## [SHORT PROBLEM]
Print each of the entries exactly, leaving nothing out.

[Start of STORED DATA]

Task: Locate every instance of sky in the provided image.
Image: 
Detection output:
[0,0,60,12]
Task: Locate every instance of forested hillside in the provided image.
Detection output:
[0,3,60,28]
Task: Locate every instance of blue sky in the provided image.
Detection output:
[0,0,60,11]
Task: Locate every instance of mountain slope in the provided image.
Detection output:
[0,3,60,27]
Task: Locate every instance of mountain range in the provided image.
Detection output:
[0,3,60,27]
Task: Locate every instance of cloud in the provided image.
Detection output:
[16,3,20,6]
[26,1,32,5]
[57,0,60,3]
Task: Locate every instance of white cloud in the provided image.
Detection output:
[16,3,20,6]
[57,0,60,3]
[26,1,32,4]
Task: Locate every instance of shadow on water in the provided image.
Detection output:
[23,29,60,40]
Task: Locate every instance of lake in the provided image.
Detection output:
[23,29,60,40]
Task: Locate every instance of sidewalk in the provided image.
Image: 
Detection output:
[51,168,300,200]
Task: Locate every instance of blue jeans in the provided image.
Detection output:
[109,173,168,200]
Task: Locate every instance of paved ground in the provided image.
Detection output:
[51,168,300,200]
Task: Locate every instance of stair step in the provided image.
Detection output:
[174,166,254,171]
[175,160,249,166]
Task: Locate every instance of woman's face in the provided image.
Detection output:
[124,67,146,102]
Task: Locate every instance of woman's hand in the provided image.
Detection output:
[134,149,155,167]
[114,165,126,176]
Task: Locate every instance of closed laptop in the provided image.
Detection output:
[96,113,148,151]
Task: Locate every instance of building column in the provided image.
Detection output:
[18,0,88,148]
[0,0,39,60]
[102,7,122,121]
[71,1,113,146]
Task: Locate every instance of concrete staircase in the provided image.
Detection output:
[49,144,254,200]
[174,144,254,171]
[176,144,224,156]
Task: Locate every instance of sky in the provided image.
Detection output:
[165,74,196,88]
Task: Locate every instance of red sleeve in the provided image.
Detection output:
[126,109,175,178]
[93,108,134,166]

[End of STORED DATA]

## [WRITTEN SOLUTION]
Task: Locate every instance of sky in the provided image.
Image: 
Detection output:
[0,0,60,12]
Task: Locate every instance of forested hillside in the provided image.
Detection output:
[0,3,60,28]
Task: Locate every instance of blue sky in the provided image.
Detection output:
[0,0,60,11]
Task: Locate every instance of mountain slope in the provided image.
Detection output:
[0,3,60,27]
Task: Locate every instance of mountain range in the provided image.
Detection output:
[0,3,60,27]
Task: Locate every instance of cloud in the provided image.
Detection output:
[16,3,20,6]
[26,1,32,5]
[57,0,60,3]
Task: Locate every instance of white cloud in the provided image.
Detection output:
[16,3,20,6]
[57,0,60,3]
[26,1,32,4]
Task: Locate every instance of shadow on water in the provided image.
Detection output:
[23,29,60,40]
Task: Locate every instance of lake in the provided image.
Detection output:
[23,29,60,40]
Task: Locate every instance of sidewalk in the provided image.
Image: 
Detection output:
[51,168,300,200]
Task: Locate every instance of blue jeans in the provided image.
Detection output:
[109,173,168,200]
Task: Locate every instance of paved ground in the provided image.
Detection output:
[51,168,300,200]
Task: Locate every instance of stair step in the provided image.
Detection output:
[174,166,254,171]
[175,160,249,166]
Task: Locate every instance of woman's face in the provided image.
Detection output:
[124,67,146,102]
Task: Locate every instance of woman's hand in the provided image.
Detection output:
[134,149,155,167]
[114,165,126,176]
Task: Locate every instance of closed laptop in the provided image.
Detection output:
[96,113,148,151]
Task: Locate every instance of building column in the provided image.
Detection output:
[18,0,88,148]
[0,0,39,60]
[102,7,122,121]
[71,1,113,146]
Task: Locate every instance of concrete staircase in the provided image.
Detection output:
[49,144,254,200]
[174,144,254,171]
[176,144,224,156]
Task: Locate every instance of sky in the provided image.
Detection output:
[165,74,196,88]
Task: Locate every instance of red sleeve in the provided image.
Detection output:
[126,109,175,178]
[93,108,134,166]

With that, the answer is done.